▶ _PROVIDED TEXT_:
________________________

There were six induction conditions in this experiment; a schematic illustrating them is shown in Fig. 3. As for experiment 1, these conditions included the standard AF-induction (panel 5) and silent-induction (panel 1) cases; the experiment also included one of the possible CF-induction cases (high subset only; panel 2). For the other three conditions, ΔfI was manipulated by raising or lowering the frequency of the L subset of inducer tones relative to its test-sequence counterpart. By this means, ΔfI was set to 0, 0.5, 1.0 (i.e., standard AF), or 1.5 × ΔfT (panels 3–6, respectively). Note that the special case for which the frequency of the L tones was set to match that of the H tones (ΔfI = 0; panel 3) is like the high-subset-only case, but with a 50% increase in the number of tone onsets during the induction sequence. Each combination of induction condition (6 levels) and ΔfT (3 levels) was presented ten times in the main experiment, once in each block, giving 180 trials.
Time-series data were computed from listeners' responses in the same way as described for experiment 1. On occasions when an individual mean was missing (66 cases, corresponding to ∼2.7% of the data and all occurring within the first few time bins), mean imputation was used to replace the missing value. Once again, the results were analyzed using three-factor repeated-measures ANOVA and the silent-induction condition was excluded from the primary version of the analysis. Owing to the shorter test sequence used here, all time bins (i.e., 1–2 s to 11–12 s) were included within the same analysis.

________________________

▶ _DATA SECTION_:
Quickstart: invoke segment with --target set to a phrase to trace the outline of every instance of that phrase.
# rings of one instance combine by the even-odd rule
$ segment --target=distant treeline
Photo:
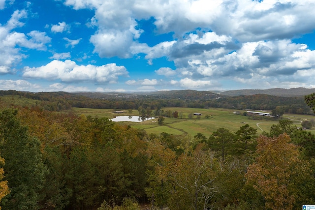
[[[232,97],[209,91],[195,90],[162,91],[158,94],[95,93],[89,94],[88,93],[32,93],[0,90],[0,96],[4,95],[19,95],[38,100],[36,106],[49,111],[68,110],[71,107],[126,110],[138,109],[141,107],[153,110],[165,107],[263,110],[272,110],[281,107],[285,113],[313,113],[303,96],[280,97],[262,94]]]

________________________

▶ _STATED EXERCISE 1_: In the experiment passage, reproduce the section from the words "Time-series data were" through the words "the same analysis.", substituting "time windows" for "time bins".
▶ _STATED EXERCISE 2_: According to the experiment passage, how many trials did the main experiment contain?
▶ _STATED EXERCISE 3_: From the experiment passage, list every value to which ΔfI was set by raising or lowering the frequency of the L subset of inducer tones.

▶ _TASK ANSWER 1_:
Time-series data were computed from listeners' responses in the same way as described for experiment 1. On occasions when an individual mean was missing (66 cases, corresponding to ∼2.7% of the data and all occurring within the first few time windows), mean imputation was used to replace the missing value. Once again, the results were analyzed using three-factor repeated-measures ANOVA and the silent-induction condition was excluded from the primary version of the analysis. Owing to the shorter test sequence used here, all time windows (i.e., 1–2 s to 11–12 s) were included within the same analysis.

▶ _TASK ANSWER 2_: 180 trials

▶ _TASK ANSWER 3_:
0 × ΔfT
0.5 × ΔfT
1.0 × ΔfT
1.5 × ΔfT